BEN COHEN: So the podcast, you began the podcast at the beginning of the COVID pandemic.

DEREK BERES: Yes. May, 2020, the week that ‘Plandemic’ came out was the week we started the podcast semi-officially two weeks later is when we named it and started it. But Matthew and Julian joined me on my old podcast to discuss Plandemic and out of our conversation, we realized there was so much to talk about that we just continued the conversation and it became ‘Conspirituality.’

BEN COHEN: Did you realize what you were getting yourself into when you began the podcast?

DEREK BERES: In some capacities because we had all been doing this work. For years, many years, Julian and I had started a website in 2012 called Yoga Brains that actually discussed some of the same topics. Matthew had been doing his own work and he was a contributor to Yoga Brains. So eight years before this, we had been generally talking about the lack of political engagement. And from my perspective, the pseudoscience that's rampant in wellness circles.

What I think was different was that we had a very small following at the time because people just weren't that interested, or mostly they didn't see that there was a problem coming from these wellness spaces because of the fuel that the pandemic gave us, and the fact that everyone was locked inside and had a lot more time to listen to podcasts, I think is what created the success of the podcast overall.

Now that said, just as we've got grown our listener base to levels that I had never really dreamed possible. We also have plenty of criticisms and pushbacks. So I was prepared to discuss the topics because as I said, we'd all been doing that, but I think the overall momentum surprised me and the rampant trolling and criticism that has followed and continues to this day did catch me a little off guard. But overall, in hindsight, I can see how that happened as well.

BEN COHEN: So you say in the book that you were fairly immersed in the fitness yoga world and maybe would it be fair to say that you bought into some, at least some of the mystical beliefs that were floating around? But you write that you got diagnosed with cancer in your mid thirties and that you've essentially shunned by the yoga community that essentially blamed you for your own illness. Is that, would that be a fair summation?

DEREK BERES: Some people. I think overall, we both, as we discussed previously, when you were on Conspirituality podcast, we both worked at Equinox in Los Angeles. And I think one of the good things that I personally took from being at Equinox for 17 years, first in New York and then in Los Angeles, is that unlike a lot of traditional yoga or wellness spaces, you had a wide range of people who went there. So you didn't get as much into the pseudoscience. You got some of it.

- **EXTRACTED RECORDS**
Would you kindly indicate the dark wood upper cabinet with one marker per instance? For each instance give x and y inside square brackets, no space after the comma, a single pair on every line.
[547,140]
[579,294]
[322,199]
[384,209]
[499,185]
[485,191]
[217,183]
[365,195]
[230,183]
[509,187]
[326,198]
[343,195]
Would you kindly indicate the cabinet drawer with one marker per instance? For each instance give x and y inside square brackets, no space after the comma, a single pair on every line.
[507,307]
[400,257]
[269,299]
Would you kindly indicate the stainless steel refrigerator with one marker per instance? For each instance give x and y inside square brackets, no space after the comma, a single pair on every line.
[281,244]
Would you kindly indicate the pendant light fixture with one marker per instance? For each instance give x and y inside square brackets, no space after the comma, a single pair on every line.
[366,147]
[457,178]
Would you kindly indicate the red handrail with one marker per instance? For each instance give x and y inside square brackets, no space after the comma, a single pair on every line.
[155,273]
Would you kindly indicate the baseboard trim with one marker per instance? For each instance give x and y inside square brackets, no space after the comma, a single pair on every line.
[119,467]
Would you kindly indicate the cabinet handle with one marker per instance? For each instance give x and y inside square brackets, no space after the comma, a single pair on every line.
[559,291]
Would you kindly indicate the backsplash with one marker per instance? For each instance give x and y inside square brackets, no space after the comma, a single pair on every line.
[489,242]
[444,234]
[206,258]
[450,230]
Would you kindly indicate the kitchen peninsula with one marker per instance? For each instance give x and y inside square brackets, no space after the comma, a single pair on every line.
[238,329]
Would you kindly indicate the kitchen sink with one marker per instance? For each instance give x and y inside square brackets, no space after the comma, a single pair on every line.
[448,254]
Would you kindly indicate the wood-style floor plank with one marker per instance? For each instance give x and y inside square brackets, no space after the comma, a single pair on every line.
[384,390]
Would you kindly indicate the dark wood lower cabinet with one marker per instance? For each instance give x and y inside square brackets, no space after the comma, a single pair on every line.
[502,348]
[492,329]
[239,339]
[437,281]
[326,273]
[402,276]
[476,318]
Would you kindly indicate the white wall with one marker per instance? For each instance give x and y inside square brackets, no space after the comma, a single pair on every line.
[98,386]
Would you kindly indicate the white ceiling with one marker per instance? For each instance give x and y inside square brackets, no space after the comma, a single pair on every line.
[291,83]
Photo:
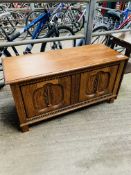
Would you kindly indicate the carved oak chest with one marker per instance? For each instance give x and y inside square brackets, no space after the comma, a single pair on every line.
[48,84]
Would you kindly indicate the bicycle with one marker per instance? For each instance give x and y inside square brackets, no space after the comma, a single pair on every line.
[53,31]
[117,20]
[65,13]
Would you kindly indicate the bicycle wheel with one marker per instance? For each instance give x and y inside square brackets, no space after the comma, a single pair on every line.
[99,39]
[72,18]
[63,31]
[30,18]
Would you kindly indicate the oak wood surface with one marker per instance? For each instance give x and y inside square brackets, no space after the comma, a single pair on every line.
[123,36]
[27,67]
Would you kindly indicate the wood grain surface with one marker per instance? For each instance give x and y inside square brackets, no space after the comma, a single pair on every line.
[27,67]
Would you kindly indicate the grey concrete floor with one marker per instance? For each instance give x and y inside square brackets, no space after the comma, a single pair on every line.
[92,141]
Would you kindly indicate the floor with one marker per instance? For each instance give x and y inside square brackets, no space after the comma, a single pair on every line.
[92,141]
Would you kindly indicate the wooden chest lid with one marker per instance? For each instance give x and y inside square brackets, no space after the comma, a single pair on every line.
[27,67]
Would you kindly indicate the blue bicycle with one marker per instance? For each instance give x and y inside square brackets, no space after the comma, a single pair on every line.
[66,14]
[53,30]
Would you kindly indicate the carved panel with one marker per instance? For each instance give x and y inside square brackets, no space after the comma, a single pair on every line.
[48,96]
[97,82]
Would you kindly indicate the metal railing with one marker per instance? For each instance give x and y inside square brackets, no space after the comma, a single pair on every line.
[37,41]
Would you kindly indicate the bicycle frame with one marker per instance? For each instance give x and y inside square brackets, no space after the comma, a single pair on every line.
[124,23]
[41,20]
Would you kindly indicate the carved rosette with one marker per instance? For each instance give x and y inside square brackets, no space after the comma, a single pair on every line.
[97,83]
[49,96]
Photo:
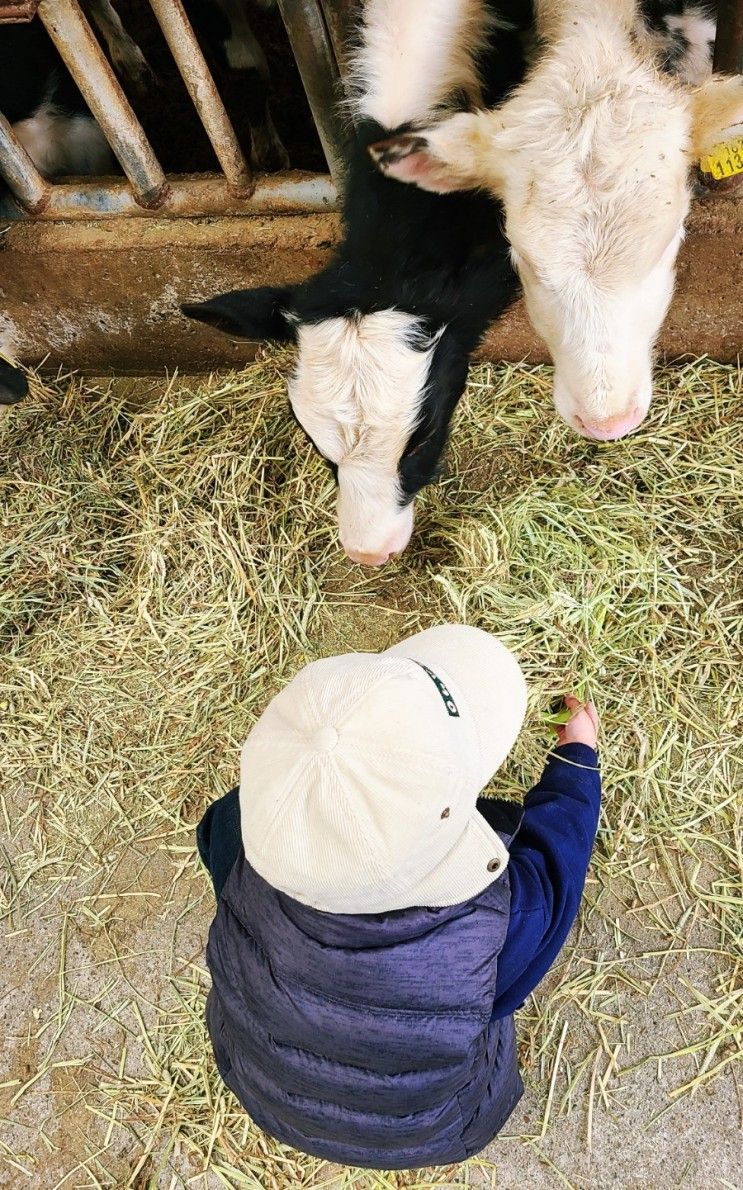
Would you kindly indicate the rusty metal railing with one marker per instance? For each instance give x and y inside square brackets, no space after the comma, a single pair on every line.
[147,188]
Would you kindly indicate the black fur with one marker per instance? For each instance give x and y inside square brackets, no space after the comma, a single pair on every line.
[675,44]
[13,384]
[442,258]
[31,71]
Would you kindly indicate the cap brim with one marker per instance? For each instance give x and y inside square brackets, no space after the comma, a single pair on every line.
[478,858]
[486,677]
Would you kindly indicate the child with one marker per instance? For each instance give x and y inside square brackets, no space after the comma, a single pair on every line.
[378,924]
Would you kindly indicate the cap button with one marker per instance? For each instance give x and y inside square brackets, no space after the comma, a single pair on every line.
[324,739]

- **TASKS AND EXERCISES**
a. According to the interview with Derek Beres, in what year did he and Julian start the website Yoga Brains?
b. Set down the wording of the interview with Derek Beres from "Now that said, just" up to and including "happened as well.".
c. Take the interview with Derek Beres further from where it stops.

- **PER-TASK ANSWERS**
a. 2012

b.
Now that said, just as we've got grown our listener base to levels that I had never really dreamed possible. We also have plenty of criticisms and pushbacks. So I was prepared to discuss the topics because as I said, we'd all been doing that, but I think the overall momentum surprised me and the rampant trolling and criticism that has followed and continues to this day did catch me a little off guard. But overall, in hindsight, I can see how that happened as well.

c.
So all that said, I was embedded in the Los Angeles yoga community, but I also had a lot of all of my classes were at Equinox, so I didn't get a lot of the sort of cancer blaming or the holistic idealism, like don't do chemotherapy sort of mindset from the people that I was training and teaching, but from the broader community, when I went outside of that, you would hear that type of language that you could instead use juices or shamanic cleanses for cancer instead of having to go through chemotherapy.

So I would say there was some of that, but definitely not the overriding message and I'm pretty thankful for that because I can imagine someone immersed in those communities without having a lot of doctors and nurses as students, for example, as I did. You would have a much different experience than I did.

BEN COHEN: So to what extent would you say that you bought into some of the more what you would now regard as conspiracy theory, new age fad nonsense?

DEREK BERES: I think I was much more involved in that in college in the mid 90s. At that time, I was both taking a lot of psychedelics and I was also studying religion, which is what I got my degree in, but my focus and emphasis was on Eastern religions. And so at that time, I, when you're, when you're having an LSD or a psilocybin experience weekly for a year and a half as I did, sometimes more than once a week and you're around all these people with these ideologies, you get very embedded in this sense of mysticism and in very deeply inflated sense of your own self worth and ego to degrees that I don't think are healthy.